> **SET EXERCISE**:
Please count the rows below that contain the string "Target", matching case exactly, and give only the number.

> **DATA EXTRACT**:
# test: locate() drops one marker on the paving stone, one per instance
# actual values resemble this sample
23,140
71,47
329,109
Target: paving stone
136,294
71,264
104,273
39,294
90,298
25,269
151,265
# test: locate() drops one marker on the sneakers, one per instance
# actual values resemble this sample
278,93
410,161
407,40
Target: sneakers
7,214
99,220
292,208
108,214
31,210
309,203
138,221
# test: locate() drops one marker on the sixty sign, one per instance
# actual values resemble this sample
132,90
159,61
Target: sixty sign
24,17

--

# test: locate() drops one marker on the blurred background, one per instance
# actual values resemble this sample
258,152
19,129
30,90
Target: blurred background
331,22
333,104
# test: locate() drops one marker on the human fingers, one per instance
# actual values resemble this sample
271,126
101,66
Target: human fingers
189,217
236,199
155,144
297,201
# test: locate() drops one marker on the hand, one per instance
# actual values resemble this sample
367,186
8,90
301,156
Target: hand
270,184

> **THE OUTPUT**:
6